Study text:
Aug 14, 2014

On my depression



First off, I want to thank you all for your support! I was only expecting one or two likes on Facebook and to keep posting quietly, mostly for myself, but it seems like there may be some interest in this!
I know the recent death of Robin Williams(Rest in Peace) has a lot of us thinking about depression and suicide. I’ve been feeling depressed myself this week, so it seems like a good time to talk about it.

The thing I struggle with most when I get depressed is the lack of motivation. I already struggle with making decisions and getting out and doing things, and this makes it worse. I don’t do anything.  I don’t have the energy and I find everything to be pointless. Take a shower? Why bother. I’m not going to be around other people. Go out? I won’t have fun, I’ll get sick, I don’t have any money anyway. Do some art? I already know I’ll be disappointed in my abilities and get frustrated.
There is also a lot of guilt because of my situation( not working or in school). I certainly can’t do anything fun, because I don’t deserve to. I end up watching bad TV or endlessly scrolling through Pinterest to pass the time. Low energy, numbing things. It doesn’t make sense.

Work to complete:
[1] Reproduce the stretch of the post on depression from "I know the recent" through "talk about it.".
[2] Answer these questions from the post on depression, one answer per line:
(a) What date appears at the top?
(b) What does the writer struggle with most when depressed?
(c) What does the writer end up doing to pass the time?
[3] Carry the post on depression forward, starting after its last sentence.

Data records:

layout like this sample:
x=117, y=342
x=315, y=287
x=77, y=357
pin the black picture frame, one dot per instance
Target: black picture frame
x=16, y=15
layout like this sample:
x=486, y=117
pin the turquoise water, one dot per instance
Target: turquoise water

Answers by item:
[1]
I know the recent death of Robin Williams(Rest in Peace) has a lot of us thinking about depression and suicide. I’ve been feeling depressed myself this week, so it seems like a good time to talk about it.

[2]
(a) Aug 14, 2014
(b) The lack of motivation
(c) Watching bad TV or endlessly scrolling through Pinterest

[3]
If you do things you enjoy, get some exercise, and talk to friends you feel a lot better. The problem is that you just can’t. Depression sucks you in and makes you think you need to stay in it. It’s sort of safe in a way. You don’t have to deal with things emotionally, you just feel numb or sad about everything. Chances are you’ll have some physical symptoms as well, like aches and pains or trouble sleeping. Add that to the list of reasons you just want to stay curled up in your bed.

At the moment I have this ‘headache’. It’s barely there, just a slight annoying nagging thing. I can’t focus. I stare. I don’t want to do anything except sleep. I don’t want to ‘cheer myself up’. I just want to sit with this until it goes away naturally. It usually gets better for me in a few day or a week, and I think it’s beginning to lift now. Even with medication I know I’ll probably always deal with this now and again.